PROBLEM STATEMENT:
In the records below, copy every line between the line holding "Target: arched window" and the line holding "(1011, 442)", inclusive, keeping the requests as they are. Scale each coordinate in the answer points by 1.35 and round it to a whole number, rounding halves up.

DATA SHOWN:
────────────────
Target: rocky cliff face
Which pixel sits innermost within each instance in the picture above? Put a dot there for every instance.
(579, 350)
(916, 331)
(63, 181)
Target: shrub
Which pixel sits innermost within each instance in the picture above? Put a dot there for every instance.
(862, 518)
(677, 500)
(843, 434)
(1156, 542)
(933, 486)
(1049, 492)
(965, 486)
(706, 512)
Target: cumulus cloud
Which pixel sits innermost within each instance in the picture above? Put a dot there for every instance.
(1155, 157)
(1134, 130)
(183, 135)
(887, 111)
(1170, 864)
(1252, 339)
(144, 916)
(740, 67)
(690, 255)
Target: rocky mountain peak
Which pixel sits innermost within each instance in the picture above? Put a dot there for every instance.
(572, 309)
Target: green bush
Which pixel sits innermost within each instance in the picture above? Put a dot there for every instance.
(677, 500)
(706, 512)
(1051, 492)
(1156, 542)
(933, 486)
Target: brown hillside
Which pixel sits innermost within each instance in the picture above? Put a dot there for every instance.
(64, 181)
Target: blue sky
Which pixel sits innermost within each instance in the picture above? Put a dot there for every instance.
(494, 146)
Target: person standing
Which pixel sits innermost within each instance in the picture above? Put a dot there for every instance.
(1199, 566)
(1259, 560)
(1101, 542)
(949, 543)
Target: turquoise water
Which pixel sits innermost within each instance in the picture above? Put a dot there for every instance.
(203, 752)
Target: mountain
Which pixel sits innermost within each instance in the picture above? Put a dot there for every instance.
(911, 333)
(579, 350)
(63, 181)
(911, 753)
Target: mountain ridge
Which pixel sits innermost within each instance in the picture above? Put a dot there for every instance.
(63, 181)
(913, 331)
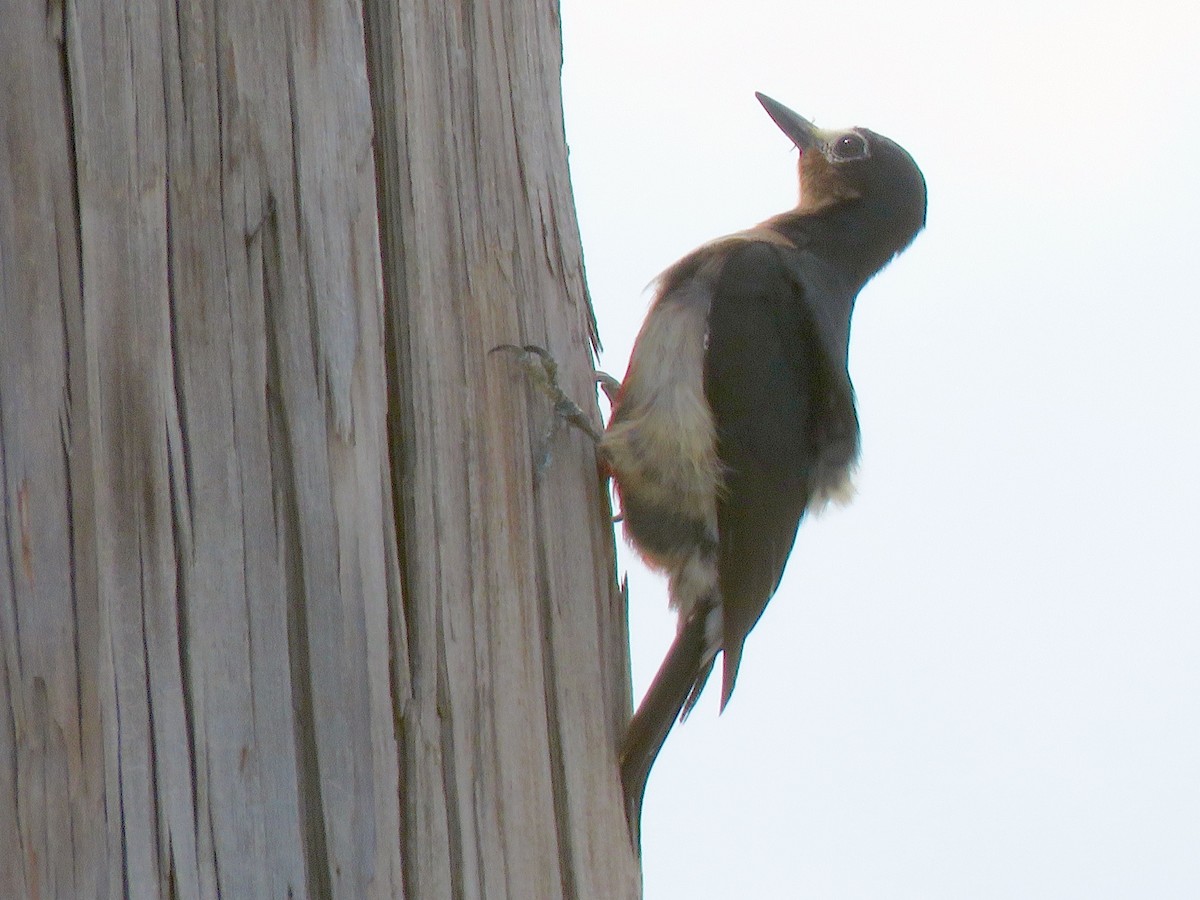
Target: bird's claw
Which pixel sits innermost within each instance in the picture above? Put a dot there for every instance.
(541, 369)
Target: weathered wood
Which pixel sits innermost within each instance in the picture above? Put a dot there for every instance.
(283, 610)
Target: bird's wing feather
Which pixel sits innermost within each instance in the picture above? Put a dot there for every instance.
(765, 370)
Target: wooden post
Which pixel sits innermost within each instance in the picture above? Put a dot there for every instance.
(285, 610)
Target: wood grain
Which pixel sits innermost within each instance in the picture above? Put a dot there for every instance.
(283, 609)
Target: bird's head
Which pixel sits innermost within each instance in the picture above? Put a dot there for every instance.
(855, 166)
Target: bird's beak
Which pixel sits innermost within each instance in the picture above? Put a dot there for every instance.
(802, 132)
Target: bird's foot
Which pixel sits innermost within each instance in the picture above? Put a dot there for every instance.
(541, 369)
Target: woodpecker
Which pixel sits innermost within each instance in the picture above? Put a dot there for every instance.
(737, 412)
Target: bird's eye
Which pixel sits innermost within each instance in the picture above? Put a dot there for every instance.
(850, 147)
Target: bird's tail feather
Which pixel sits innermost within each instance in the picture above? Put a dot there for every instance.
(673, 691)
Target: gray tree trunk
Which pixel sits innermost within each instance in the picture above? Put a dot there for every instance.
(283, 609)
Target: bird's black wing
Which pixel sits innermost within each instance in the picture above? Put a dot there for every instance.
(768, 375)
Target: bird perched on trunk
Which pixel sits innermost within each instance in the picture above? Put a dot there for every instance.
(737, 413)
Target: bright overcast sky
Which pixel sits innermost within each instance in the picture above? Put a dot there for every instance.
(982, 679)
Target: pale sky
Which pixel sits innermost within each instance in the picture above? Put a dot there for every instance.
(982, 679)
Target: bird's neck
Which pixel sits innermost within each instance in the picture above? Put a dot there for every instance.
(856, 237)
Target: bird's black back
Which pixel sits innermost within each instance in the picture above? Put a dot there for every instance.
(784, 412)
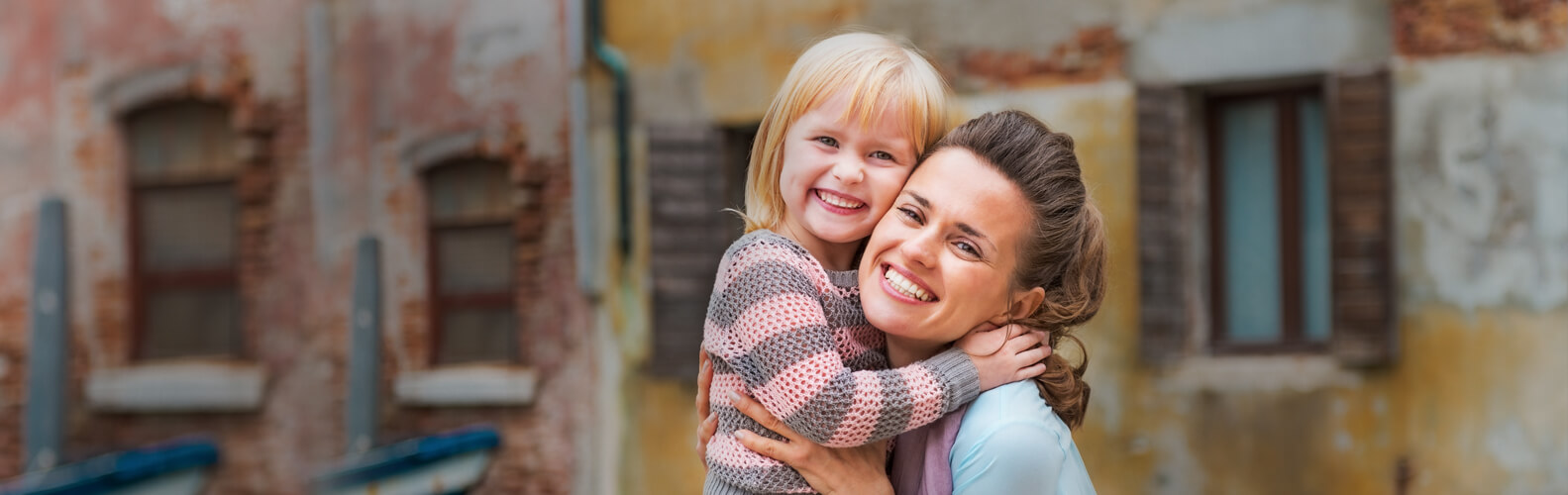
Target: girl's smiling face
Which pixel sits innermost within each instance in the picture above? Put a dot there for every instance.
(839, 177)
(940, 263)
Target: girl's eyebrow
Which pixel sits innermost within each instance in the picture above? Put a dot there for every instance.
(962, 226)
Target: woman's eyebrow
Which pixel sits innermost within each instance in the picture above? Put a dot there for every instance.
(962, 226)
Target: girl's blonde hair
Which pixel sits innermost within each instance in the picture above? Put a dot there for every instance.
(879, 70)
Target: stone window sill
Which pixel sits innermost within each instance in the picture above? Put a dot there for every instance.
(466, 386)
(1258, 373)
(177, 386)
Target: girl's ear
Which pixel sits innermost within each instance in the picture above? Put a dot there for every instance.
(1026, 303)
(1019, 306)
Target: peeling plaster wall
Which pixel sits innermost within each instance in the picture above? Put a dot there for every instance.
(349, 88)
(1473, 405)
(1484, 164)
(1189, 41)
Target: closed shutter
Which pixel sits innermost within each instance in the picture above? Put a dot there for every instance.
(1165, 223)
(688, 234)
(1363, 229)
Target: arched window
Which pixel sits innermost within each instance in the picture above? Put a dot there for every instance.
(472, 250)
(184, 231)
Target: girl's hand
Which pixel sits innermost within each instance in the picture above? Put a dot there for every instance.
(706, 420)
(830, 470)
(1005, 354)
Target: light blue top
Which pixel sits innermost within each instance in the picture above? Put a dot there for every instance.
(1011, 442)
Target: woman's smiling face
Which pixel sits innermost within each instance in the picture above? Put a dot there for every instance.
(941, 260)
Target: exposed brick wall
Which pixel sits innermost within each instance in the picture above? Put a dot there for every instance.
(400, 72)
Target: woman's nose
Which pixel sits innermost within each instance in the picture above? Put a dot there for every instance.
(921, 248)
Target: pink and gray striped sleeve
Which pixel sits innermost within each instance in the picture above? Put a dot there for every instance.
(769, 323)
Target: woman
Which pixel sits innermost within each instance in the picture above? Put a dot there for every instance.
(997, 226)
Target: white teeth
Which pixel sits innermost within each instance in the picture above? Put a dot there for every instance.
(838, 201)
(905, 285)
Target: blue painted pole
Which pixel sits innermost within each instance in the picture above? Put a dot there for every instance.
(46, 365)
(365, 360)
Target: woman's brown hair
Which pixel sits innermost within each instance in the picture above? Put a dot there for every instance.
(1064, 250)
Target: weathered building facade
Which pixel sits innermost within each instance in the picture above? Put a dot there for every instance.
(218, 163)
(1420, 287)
────────────────
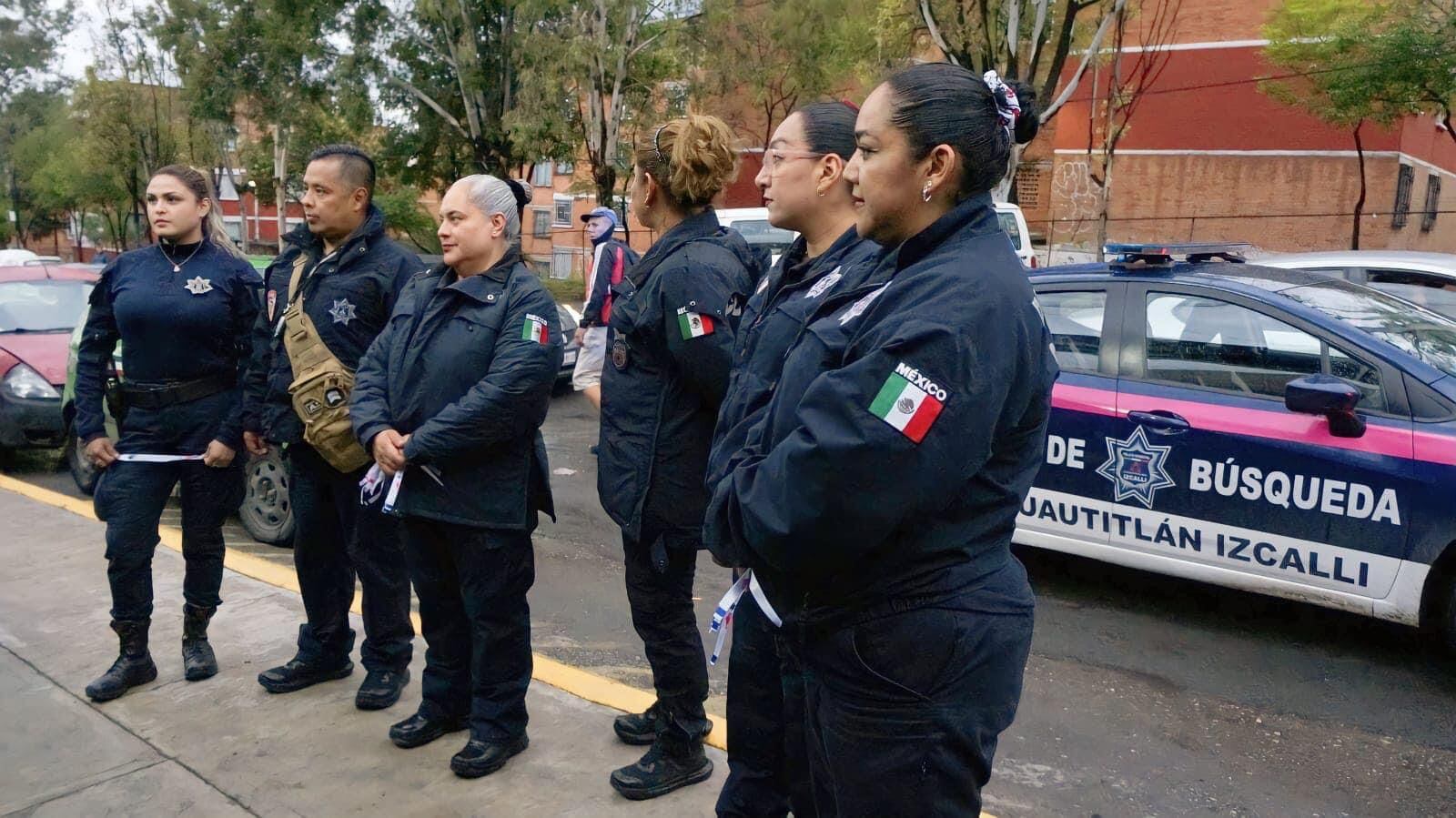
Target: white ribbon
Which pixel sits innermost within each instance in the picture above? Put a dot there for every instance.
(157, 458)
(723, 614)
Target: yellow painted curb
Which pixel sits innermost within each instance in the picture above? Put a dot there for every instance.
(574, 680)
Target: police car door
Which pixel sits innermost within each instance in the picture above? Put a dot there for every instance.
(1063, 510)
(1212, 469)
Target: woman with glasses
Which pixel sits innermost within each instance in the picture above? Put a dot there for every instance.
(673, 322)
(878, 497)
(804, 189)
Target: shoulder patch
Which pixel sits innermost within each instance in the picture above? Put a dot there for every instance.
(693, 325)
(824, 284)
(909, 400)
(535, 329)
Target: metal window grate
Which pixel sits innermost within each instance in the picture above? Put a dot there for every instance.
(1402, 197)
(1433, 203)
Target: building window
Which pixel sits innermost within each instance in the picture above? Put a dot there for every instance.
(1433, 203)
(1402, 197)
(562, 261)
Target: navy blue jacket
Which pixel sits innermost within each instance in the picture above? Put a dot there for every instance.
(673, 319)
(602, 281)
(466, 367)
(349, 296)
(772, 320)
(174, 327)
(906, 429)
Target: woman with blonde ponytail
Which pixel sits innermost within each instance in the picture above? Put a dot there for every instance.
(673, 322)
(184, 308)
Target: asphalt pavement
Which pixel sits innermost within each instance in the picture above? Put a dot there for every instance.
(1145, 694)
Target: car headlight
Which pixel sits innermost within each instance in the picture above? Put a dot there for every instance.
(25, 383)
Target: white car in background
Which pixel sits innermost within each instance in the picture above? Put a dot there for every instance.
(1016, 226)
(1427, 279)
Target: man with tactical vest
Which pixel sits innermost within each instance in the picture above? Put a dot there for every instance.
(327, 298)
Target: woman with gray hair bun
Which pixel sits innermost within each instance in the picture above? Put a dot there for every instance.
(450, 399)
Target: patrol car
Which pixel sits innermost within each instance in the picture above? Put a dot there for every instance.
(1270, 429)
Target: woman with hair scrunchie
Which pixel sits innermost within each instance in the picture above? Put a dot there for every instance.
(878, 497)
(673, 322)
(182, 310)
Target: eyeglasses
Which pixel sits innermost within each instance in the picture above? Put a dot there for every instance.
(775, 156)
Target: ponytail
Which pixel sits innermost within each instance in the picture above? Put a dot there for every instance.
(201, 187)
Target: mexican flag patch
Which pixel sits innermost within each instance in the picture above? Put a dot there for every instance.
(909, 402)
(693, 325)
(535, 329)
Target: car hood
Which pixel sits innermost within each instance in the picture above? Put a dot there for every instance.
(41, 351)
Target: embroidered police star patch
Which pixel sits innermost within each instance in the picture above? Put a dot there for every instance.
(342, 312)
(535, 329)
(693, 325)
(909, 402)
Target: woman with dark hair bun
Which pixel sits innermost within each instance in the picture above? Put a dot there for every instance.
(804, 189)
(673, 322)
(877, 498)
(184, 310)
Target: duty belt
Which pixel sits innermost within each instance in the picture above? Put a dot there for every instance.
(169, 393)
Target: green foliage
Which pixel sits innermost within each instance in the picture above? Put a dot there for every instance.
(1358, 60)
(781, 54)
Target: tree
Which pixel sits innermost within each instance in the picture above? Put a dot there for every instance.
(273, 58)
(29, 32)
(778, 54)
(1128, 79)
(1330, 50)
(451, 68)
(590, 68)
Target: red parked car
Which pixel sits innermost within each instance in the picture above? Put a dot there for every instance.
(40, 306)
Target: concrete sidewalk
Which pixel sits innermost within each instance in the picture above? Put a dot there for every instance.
────────────────
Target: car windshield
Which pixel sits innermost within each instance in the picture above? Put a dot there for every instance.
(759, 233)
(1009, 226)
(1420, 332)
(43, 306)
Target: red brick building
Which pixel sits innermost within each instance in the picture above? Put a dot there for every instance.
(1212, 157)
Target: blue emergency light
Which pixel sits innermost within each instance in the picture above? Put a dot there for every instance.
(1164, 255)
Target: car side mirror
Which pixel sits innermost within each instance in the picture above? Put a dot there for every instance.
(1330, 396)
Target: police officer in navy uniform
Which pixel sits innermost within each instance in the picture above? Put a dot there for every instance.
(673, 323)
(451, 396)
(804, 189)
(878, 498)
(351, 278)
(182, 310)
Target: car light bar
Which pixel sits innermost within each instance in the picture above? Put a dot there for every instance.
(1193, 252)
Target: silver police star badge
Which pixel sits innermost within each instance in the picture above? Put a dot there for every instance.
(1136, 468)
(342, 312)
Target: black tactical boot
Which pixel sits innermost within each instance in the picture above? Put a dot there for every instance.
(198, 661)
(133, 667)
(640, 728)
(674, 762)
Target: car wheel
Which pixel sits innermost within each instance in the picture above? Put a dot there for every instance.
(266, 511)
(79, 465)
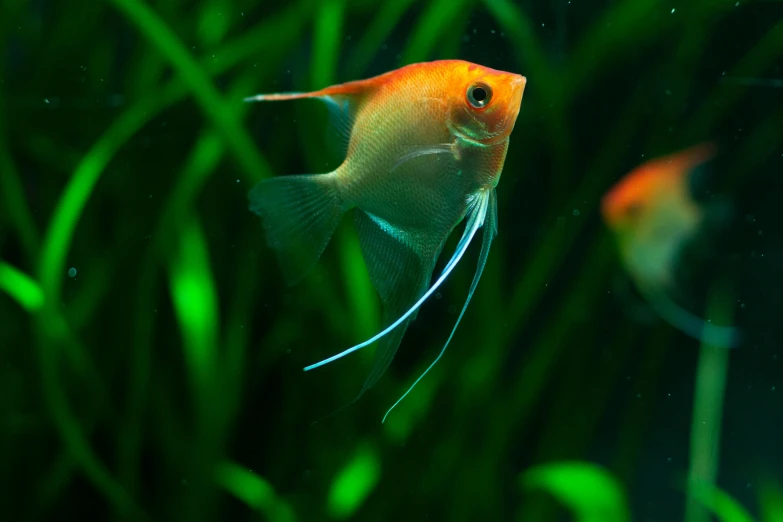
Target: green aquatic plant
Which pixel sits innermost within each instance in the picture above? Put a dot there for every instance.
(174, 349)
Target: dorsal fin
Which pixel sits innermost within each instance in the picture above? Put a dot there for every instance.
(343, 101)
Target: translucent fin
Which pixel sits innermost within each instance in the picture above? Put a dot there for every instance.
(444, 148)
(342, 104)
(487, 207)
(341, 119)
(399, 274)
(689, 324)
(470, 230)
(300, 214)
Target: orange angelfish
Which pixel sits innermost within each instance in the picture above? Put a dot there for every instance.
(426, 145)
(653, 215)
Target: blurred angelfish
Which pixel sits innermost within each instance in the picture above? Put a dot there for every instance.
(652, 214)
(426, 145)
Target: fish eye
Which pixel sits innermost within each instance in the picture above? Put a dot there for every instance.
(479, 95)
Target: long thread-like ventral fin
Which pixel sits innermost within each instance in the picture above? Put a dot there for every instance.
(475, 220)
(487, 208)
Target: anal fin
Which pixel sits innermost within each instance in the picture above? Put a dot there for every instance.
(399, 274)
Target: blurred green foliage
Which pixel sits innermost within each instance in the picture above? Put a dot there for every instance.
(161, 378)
────────────────
THE ANSWER:
Target: arched window
Which pixel sits innermost within each instance in the picture above? Put a dot there for every instance.
(637, 338)
(248, 312)
Target: girl's hand
Which pixel sits innermost within each instance in the picture above? Put a dot there for every instance.
(953, 567)
(1121, 635)
(1357, 478)
Target: light blue top
Which pixel sits innermost within each instance in the picture above? Put a dot there for every instance.
(1365, 597)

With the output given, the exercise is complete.